• _Your task_
Render the data below as a JSON list of strings, one string per line, leaving out any blank lines.

• _Material supplied_
========================================

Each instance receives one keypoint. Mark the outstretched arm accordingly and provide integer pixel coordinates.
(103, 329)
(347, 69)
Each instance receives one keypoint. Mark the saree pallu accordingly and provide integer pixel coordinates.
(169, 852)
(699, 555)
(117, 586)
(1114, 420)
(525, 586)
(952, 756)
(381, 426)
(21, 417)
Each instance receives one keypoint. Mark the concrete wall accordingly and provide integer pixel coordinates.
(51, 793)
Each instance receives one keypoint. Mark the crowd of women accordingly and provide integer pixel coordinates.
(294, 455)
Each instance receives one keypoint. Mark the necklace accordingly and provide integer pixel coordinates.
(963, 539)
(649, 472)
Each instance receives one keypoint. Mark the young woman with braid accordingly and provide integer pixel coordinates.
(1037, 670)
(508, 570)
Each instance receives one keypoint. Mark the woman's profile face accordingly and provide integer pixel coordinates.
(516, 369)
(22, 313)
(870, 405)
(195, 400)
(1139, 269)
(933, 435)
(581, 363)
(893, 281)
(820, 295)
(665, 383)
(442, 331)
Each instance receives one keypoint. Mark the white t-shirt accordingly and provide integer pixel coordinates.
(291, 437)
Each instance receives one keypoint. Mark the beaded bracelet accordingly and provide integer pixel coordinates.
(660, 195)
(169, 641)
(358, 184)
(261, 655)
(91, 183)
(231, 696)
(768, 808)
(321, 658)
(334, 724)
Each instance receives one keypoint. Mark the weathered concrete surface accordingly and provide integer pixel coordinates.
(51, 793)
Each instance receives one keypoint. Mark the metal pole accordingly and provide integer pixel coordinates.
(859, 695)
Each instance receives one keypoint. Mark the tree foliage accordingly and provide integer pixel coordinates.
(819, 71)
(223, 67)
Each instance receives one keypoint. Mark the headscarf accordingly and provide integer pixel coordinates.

========================================

• _Response to this task_
[
  "Each instance receives one keypoint. Mark the outstretched arm accordingly and provide integer pixel coordinates.",
  "(103, 329)",
  "(347, 69)",
  "Each instance receives one keypoint. Mark the saree pallu accordingly and provide integer pixel coordinates.",
  "(169, 852)",
  "(699, 555)",
  "(117, 586)",
  "(1114, 420)",
  "(525, 586)",
  "(952, 756)",
  "(381, 426)",
  "(21, 417)",
  "Each instance receives one keypoint. Mark the concrete wall accordingly and provide integer pixel coordinates.",
  "(51, 793)",
  "Each instance receives one keypoint. Mark the crowd of women accordingly and provide integer pixel coordinates.",
  "(294, 455)",
  "Each instance receives one keypoint. Mark the necklace accordingly and provide integer pixel coordinates.",
  "(963, 539)",
  "(649, 472)",
  "Each instance receives one keypoint. Mark the young woman with braid accordingly and provide integer pixel coordinates.",
  "(1037, 670)",
  "(508, 570)",
  "Each instance receives one keypoint. Mark the woman's profile face accordingly and provide integer pixel coordinates.",
  "(516, 369)",
  "(22, 313)",
  "(870, 405)",
  "(195, 400)",
  "(1139, 269)",
  "(933, 435)",
  "(581, 363)",
  "(893, 281)",
  "(820, 295)",
  "(665, 383)",
  "(442, 331)",
  "Each instance receives one keypoint. Mark the white t-shirt accordingly and provide integer pixel coordinates.",
  "(291, 437)",
  "Each instance receives one keypoint. Mark the beaded bracelet accordingly and provide integer pixel coordinates.",
  "(660, 195)",
  "(169, 641)",
  "(358, 184)",
  "(261, 655)",
  "(91, 183)",
  "(231, 696)",
  "(768, 808)",
  "(321, 658)",
  "(334, 724)",
  "Each instance receives one keypoint. Mark the weathered concrete surface accordingly and provide integer pixel coordinates.",
  "(51, 793)",
  "Each instance receives one keypoint. Mark the metal pole accordingly and provide integer pixel coordinates.",
  "(859, 695)",
  "Each instance receives one keypoint. Mark the tree foliage accordingly and provide integer pixel coordinates.",
  "(819, 71)",
  "(223, 67)",
  "Each instance receives one keypoint. Mark the headscarf accordingly and provide integer pixel coordinates."
]